• The input
Segment Open
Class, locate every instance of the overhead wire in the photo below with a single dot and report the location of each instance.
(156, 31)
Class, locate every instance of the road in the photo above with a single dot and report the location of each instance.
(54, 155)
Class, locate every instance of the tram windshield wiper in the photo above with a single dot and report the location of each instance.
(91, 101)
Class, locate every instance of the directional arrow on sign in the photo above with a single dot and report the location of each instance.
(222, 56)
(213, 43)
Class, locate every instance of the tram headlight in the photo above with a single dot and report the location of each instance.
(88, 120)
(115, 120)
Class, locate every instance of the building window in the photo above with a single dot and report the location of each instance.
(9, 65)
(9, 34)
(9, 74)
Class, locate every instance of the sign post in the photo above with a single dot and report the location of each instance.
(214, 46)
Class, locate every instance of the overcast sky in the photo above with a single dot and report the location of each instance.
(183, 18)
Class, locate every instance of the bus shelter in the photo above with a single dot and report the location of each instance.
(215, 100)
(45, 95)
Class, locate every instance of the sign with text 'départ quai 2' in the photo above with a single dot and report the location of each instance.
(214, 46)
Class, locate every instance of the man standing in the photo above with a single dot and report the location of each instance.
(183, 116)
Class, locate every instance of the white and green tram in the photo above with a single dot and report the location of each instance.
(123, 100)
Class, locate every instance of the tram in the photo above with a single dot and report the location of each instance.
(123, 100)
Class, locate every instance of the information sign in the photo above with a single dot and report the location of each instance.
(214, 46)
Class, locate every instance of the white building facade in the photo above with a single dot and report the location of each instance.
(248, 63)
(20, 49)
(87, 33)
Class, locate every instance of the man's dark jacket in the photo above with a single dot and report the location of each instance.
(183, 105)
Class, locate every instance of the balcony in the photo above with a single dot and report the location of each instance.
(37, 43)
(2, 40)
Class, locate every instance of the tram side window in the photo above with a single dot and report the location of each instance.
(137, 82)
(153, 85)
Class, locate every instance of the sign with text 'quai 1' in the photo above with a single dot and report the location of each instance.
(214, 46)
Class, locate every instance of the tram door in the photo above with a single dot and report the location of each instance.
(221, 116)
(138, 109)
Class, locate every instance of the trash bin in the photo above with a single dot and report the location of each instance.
Segment Closed
• Work to be completed
Each and every record above needs writing out exactly.

• Answer
Class, locate every instance of the overhead wire in the photo below with a single dot and report the location of each instance.
(156, 31)
Class, locate every instance of the road in the photo above with a single dot and report the location of each instance.
(54, 155)
Class, locate every instance of the tram windshield wiper in the photo above with a single dot and report the location of each instance.
(91, 101)
Class, locate every instance of the directional arrow on sign in the photo above with a single dot and report the location of each instance.
(222, 56)
(213, 43)
Class, locate every instance of the tram headlight in the photo above with a single dot and report the location of each instance.
(88, 120)
(115, 120)
Class, locate every instance of the building window in the photo above with a single dot and report the location of each instance.
(9, 65)
(9, 34)
(9, 74)
Class, locate every instance of the sign post in the photo above with a single dot and report the location of each instance.
(214, 46)
Class, locate every instance of the overcast sky in the photo above with a single dot and report the location of each instance.
(183, 18)
Class, locate every instance of the bus shelter in the photo above with a single dot and report the location of each instance.
(215, 100)
(45, 95)
Class, locate every instance of the sign with text 'départ quai 2' in the photo above with a single dot and report the location of each instance.
(214, 46)
Class, locate every instance of the man standing in the photo above with a single dot and report the location of each instance.
(183, 116)
Class, locate every instance of the white and green tram in the photo above with a single dot and report the location of each instance.
(123, 100)
Class, locate every instance of the tram in the photo above with a single dot and report the location of each instance.
(123, 100)
Class, locate every instance of the information sign in the photo above with a single dot and report the location of each instance.
(214, 46)
Class, locate every instance of the white building facade in the photo above with a single dot and report the location of each instance.
(248, 63)
(20, 49)
(87, 33)
Class, locate every instance of the man's dark jacket in the photo above with a single dot and report the location of each instance.
(183, 105)
Class, locate every instance of the balcony in the photo above with a single dot and report the location of each instance.
(37, 43)
(2, 40)
Class, locate every instance of the tram side window in the photo above with a single dot and report the location of each instance.
(137, 82)
(153, 85)
Class, locate every instance of the sign with text 'quai 1' in the photo above with a single dot and report the location of each instance.
(214, 46)
Class, locate every instance of the tram door in the photo above with a single dot and report the location of each instance.
(221, 116)
(138, 109)
Class, locate every instance of the trash bin in the photo above with a single dot and report the location of each instance.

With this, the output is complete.